> [AIM OF THE EXERCISE] Entries follow. Give back exactly the lines starting at the one containing "Target: truck headlight" and ending at the one containing "Identify the truck wheel", and no other lines.

(Collected data entries)
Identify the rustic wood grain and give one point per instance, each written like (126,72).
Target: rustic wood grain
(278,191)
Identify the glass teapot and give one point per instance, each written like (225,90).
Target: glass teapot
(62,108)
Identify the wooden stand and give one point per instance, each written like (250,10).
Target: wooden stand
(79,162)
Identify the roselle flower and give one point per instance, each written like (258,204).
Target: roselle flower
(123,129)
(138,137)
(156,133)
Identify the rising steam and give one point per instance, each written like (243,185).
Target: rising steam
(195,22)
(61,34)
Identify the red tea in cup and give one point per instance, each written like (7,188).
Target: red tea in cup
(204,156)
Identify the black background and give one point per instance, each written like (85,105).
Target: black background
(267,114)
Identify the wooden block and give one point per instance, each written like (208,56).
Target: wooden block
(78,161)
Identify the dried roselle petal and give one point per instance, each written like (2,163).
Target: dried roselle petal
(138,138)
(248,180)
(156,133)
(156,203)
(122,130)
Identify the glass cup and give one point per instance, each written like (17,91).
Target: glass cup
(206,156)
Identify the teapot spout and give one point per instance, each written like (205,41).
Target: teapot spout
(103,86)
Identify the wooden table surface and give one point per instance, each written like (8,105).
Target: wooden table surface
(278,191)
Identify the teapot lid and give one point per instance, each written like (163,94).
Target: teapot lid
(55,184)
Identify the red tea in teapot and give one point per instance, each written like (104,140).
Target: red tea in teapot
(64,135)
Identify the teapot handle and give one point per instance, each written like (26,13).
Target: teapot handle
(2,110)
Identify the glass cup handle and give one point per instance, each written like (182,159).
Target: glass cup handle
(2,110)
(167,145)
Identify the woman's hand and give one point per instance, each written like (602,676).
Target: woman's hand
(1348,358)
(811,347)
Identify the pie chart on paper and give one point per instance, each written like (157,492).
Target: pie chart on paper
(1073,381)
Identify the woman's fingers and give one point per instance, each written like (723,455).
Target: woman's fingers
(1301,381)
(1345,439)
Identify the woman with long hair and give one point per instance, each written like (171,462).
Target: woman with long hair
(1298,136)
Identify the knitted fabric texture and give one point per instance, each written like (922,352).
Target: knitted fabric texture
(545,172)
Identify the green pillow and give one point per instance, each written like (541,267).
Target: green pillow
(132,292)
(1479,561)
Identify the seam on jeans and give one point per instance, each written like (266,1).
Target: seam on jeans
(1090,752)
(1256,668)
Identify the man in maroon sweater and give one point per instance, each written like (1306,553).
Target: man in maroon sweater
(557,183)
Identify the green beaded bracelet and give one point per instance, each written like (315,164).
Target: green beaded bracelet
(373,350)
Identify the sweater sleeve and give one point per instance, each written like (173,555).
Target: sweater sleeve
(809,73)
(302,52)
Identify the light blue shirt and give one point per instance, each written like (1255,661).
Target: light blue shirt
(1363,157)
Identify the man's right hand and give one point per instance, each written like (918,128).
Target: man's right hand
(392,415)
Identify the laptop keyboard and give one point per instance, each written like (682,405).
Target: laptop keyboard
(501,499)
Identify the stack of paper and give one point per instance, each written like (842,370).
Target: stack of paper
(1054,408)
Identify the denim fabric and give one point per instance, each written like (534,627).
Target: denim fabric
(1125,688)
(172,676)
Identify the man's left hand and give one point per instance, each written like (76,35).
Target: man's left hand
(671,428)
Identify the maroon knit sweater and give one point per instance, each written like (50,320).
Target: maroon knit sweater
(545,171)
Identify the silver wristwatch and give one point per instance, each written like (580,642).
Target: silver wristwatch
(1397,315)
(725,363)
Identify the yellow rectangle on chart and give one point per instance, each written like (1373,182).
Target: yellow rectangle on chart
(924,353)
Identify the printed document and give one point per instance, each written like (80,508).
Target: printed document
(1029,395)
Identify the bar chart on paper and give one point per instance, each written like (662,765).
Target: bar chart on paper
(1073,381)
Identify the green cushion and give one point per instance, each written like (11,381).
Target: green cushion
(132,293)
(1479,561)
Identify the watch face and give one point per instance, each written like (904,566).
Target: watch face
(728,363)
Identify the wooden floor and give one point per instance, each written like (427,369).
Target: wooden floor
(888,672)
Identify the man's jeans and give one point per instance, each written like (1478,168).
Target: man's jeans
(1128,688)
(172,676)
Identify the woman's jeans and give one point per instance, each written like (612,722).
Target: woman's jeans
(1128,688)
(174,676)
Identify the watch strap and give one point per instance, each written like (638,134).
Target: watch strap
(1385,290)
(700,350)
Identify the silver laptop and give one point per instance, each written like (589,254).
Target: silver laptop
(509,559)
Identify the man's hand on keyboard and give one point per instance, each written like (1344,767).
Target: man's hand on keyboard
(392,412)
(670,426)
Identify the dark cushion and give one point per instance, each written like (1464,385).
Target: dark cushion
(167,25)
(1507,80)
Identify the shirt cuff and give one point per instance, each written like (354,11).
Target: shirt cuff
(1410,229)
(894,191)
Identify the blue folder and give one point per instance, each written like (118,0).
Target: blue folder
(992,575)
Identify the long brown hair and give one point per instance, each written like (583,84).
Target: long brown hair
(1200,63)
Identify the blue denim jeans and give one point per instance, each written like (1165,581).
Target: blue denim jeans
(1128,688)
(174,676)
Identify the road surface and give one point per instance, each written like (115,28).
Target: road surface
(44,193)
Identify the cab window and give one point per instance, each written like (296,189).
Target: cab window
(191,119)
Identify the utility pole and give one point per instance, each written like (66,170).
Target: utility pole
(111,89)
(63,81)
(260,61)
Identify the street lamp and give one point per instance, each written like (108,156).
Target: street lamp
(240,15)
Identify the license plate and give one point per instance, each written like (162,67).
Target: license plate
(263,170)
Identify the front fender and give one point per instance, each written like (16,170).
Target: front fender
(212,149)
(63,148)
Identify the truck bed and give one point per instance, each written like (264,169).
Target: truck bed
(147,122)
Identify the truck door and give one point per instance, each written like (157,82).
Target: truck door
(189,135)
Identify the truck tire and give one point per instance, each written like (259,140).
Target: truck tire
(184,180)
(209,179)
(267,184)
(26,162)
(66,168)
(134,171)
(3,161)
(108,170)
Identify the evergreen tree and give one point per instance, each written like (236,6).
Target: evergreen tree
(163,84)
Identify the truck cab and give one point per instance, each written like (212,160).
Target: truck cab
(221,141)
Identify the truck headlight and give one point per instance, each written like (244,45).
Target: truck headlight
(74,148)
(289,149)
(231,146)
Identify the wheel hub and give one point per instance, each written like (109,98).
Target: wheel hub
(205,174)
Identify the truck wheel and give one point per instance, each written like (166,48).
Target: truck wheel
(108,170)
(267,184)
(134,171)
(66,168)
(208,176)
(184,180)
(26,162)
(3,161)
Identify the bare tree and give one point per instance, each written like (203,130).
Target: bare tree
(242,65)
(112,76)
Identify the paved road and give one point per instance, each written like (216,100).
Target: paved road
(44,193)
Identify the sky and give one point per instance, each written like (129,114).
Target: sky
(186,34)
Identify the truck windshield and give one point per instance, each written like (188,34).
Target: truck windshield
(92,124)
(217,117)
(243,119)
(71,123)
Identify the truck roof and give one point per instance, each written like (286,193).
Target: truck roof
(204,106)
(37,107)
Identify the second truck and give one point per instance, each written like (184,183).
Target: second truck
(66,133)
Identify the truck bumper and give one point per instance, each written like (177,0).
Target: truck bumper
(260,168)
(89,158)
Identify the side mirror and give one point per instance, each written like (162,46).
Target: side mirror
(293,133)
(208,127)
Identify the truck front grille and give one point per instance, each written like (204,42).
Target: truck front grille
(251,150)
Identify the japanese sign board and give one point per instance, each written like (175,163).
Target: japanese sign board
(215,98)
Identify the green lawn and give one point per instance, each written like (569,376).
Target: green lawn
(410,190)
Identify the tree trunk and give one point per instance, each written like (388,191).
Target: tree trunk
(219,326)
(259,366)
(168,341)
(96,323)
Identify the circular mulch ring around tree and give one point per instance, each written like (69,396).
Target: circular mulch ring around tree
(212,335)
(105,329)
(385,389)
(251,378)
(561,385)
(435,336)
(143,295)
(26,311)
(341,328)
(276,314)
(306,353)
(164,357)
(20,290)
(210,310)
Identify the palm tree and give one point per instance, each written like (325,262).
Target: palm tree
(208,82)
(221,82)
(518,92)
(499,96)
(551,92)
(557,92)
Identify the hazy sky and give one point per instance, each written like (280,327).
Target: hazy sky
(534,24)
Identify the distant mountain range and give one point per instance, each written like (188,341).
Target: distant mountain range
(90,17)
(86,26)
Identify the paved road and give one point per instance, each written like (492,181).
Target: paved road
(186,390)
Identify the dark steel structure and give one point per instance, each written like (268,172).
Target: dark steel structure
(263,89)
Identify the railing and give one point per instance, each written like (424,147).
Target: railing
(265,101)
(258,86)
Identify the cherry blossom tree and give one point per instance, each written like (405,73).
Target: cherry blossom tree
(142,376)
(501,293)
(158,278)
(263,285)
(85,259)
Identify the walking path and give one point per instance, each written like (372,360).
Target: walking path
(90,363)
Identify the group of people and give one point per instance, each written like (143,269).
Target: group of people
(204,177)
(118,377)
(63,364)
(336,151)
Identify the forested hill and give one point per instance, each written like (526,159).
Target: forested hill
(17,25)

> [FINISHED EXERCISE]
Target: truck headlight
(74,148)
(289,149)
(231,146)
Identify the wheel hub and give one point per instance, each written like (109,98).
Target: wheel hub
(205,174)
Identify the truck wheel and give one point per instance, each written like (166,48).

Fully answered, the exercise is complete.